Job 1 — Copy the passage on bad faith in trade secret actions word for word.

=== Article ===

Subjective bad faith may be inferred by evidence that [a party bringing an action for trade secret infringement] intended to cause unnecessary delay, filed the action to harass [the opposing party], or harbored improper motive. [....] The timing of the action may raise an inference of bad faith. [....] Similar inferences may be made where the plaintiff proceeds to trial after the actions's fatal shortcomings are revealed by opposing counsel.

Id. at 1278, 95 Cal.Rptr.3d 307 (internal citations omitted).

===

Job 2 — Convert the records below, from their start through the line holding "236,46,270,77", inclusive, into a CSV with the columns request and box. Give one row per request with its text and its answer, each in a single quoted field with line breaks replaced by spaces, and omit the pictures.

=== Input ===

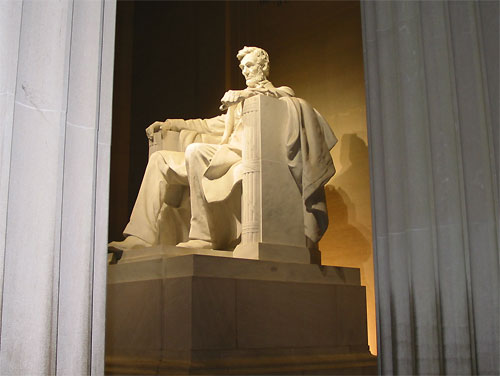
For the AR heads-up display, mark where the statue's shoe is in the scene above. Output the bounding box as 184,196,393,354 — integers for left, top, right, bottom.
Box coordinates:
108,235,151,251
177,239,214,249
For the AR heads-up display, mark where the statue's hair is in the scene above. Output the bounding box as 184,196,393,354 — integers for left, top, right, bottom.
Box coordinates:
236,46,270,77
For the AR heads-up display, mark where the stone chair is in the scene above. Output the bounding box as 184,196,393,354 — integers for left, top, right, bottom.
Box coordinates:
149,95,320,263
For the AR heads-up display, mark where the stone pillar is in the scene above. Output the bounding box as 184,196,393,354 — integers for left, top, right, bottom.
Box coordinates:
362,1,500,374
0,0,115,375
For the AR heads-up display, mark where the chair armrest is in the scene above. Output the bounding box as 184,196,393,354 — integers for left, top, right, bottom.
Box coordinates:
149,130,182,156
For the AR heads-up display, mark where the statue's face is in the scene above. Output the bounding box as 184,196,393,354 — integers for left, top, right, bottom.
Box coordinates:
240,53,266,87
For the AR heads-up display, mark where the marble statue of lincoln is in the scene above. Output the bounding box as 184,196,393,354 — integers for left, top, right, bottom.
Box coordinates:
109,47,336,250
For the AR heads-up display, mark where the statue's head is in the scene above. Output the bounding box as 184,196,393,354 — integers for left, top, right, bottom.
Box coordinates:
236,46,269,87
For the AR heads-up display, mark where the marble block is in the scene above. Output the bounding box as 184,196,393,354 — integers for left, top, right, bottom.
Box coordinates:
106,250,376,374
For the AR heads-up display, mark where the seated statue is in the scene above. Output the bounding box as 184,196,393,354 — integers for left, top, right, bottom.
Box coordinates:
109,47,337,254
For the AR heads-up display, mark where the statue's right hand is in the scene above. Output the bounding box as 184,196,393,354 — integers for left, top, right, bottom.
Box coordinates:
146,121,166,140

===

Complete response 1 —
Subjective bad faith may be inferred by evidence that [a party bringing an action for trade secret infringement] intended to cause unnecessary delay, filed the action to harass [the opposing party], or harbored improper motive. [....] The timing of the action may raise an inference of bad faith. [....] Similar inferences may be made where the plaintiff proceeds to trial after the actions's fatal shortcomings are revealed by opposing counsel.

Id. at 1278, 95 Cal.Rptr.3d 307 (internal citations omitted).

Complete response 2 —
request,box
"For the AR heads-up display, mark where the statue's shoe is in the scene above. Output the bounding box as 184,196,393,354 — integers for left, top, right, bottom. Box coordinates:","108,235,151,251 177,239,214,249"
"For the AR heads-up display, mark where the statue's hair is in the scene above. Output the bounding box as 184,196,393,354 — integers for left, top, right, bottom. Box coordinates:","236,46,270,77"